→ **Work to complete**:
1. In the news story about alternative pain treatments, in what year did Pat Ziemer get the MAGNA Wave device?
2. Set down the news story on alternative pain treatments word for word, from "Ziemer said if" down to "familiar to many.".
3. Keep writing the news story about alternative pain treatments from the point where it stops.

Doctors, therapists turn to alternative treatments to help manage pain

MAGNA Wave is "pulsed electromagnetic field therapy," according to its creator. (Source: WAVE 3 News)
MAGNA Wave is "pulsed electromagnetic field therapy," according to its creator. (Source: WAVE 3 News)

LOUISVILLE, KY (WAVE) - With the opioid epidemic, many health professionals are reluctant to prescribe pain medication. Some are turning to alternative treatments to help people get some relief.

Pat Ziemer is the president and CEO of MAGNA Wave in Louisville.

"We started with racehorses," President and CEO Pat Ziemer said.

Ziemer knows a lot about horses and found a way of making them better.

"When I got this device in 2007, I was the crazy guy walking around the racetrack," Ziemer said. "Went to the rider and said let me treat your back and they liked how their back felt. They let me treat their horses. I would treat a horse and they would get on it and ride off and they would say my gosh this horse hasn't performed this well in six months."

Ziemer said the MAGNA Wave technology offers relief to both animals and humans.

"MAGNA Wave is pulse electromagnetic field therapy," Ziemer said. "It's a high voltage, low-frequency wave that penetrates cellular membrane and makes the cell take on oxygen available to it."

Ziemer said if you can improve oxygenation of your cells, you can reduce inflammation which relieves pain. By placing a coil around the problem area, a turn of the knob, you can hear clicking from the machine and then notice how the muscle moving.

Jeff Arnsperger's story may sound familiar to many.

"Been through treatments did injections, medications, physical therapy and none of that was making sense," Arnsperger said.

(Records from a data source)
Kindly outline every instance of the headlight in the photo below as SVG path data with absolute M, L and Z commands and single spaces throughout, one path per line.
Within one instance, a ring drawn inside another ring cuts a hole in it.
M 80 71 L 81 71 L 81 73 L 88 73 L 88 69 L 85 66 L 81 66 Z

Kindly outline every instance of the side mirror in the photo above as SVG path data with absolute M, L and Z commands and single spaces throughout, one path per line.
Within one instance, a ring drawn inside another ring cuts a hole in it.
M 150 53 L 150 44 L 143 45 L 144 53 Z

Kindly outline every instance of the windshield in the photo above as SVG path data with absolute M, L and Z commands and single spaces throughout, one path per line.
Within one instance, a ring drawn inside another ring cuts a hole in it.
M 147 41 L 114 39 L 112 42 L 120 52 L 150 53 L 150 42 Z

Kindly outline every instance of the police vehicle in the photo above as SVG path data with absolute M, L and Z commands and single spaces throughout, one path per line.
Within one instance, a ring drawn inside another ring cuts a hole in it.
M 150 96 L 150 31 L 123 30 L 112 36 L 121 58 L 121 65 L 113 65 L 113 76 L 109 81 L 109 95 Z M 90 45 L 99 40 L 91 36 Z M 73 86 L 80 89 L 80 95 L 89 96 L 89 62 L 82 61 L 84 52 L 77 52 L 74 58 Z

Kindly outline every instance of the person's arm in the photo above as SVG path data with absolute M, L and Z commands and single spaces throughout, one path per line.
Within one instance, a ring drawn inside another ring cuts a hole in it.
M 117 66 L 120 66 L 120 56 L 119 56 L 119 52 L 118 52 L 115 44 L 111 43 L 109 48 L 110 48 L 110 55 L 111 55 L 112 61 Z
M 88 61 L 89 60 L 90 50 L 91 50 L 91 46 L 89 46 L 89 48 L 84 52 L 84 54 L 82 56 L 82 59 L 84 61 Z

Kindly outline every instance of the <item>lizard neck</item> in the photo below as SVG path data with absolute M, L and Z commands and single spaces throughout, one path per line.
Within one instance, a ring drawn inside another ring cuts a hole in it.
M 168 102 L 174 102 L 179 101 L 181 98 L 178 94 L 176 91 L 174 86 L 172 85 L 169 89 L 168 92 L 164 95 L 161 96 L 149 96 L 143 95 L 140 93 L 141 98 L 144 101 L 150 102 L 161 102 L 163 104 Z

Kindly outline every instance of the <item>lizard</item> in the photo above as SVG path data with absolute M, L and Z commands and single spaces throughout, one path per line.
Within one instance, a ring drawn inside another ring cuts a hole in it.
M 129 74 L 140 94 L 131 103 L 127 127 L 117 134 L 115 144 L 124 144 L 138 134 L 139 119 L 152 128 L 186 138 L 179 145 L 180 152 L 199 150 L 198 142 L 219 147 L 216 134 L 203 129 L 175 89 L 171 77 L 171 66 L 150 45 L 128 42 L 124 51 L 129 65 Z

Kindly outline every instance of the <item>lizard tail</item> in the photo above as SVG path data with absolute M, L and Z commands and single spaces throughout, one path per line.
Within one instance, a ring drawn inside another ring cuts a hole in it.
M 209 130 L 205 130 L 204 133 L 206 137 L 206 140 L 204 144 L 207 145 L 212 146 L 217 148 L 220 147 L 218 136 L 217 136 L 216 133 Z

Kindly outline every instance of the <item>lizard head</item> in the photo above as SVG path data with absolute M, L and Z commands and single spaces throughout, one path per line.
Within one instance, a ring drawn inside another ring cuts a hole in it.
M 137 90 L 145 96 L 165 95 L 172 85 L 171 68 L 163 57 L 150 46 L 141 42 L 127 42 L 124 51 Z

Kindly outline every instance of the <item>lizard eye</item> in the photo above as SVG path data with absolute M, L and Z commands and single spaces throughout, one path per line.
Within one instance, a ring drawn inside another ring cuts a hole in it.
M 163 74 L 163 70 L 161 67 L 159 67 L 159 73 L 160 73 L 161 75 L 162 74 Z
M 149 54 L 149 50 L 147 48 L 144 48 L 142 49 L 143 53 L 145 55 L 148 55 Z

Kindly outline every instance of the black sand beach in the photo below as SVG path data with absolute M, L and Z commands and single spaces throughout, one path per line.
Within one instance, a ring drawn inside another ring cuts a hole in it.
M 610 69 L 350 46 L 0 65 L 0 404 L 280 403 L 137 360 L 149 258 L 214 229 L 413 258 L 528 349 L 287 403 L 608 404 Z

→ **Your written answers**:
1. 2007

2.
Ziemer said if you can improve oxygenation of your cells, you can reduce inflammation which relieves pain. By placing a coil around the problem area, a turn of the knob, you can hear clicking from the machine and then notice how the muscle moving.

Jeff Arnsperger's story may sound familiar to many.

3.
Arnsperger tried MAGNA Wave after having hip replacement surgery.  He didn't want to be on pain medication.

"It got me off the pain medication within three, four days," Arnsperger said. "Between the nerve pain and what I was feeling from pain medication, it did a wonderful job."

Ziemer said Magna Wave is being used by nearly 6,000 health professionals.

"Treating them with something that helps them feel better takes away the inflammation, takes away the pain it's easier for them not to use opioids, we have had people who have totally left their opioids," Ziemer said.

Ziemer adds that it may not be a perfect fix for everyone but, it's an option for people coming to his Louisville office.

Physicians like Dr. Konrad Kijewski from the Pain Institute area also looking at options because of the gravity of the opioid epidemic.

"I don't want to get people addicted," Dr. Konrad Kijewski from The Pain Institute said.

Dr. Kijewski said there are cases that warrant opioids but, he says it's not the first line of treatment. He also recommends looking at alternatives to pain medication.

"Some of it can include injections into the painful area, there are also things like radio frequency," Dr. Kijewski said. "One of the new exciting things is CBD oil which is a natural extraction out a hemp plant. That helps a lot of people with pain."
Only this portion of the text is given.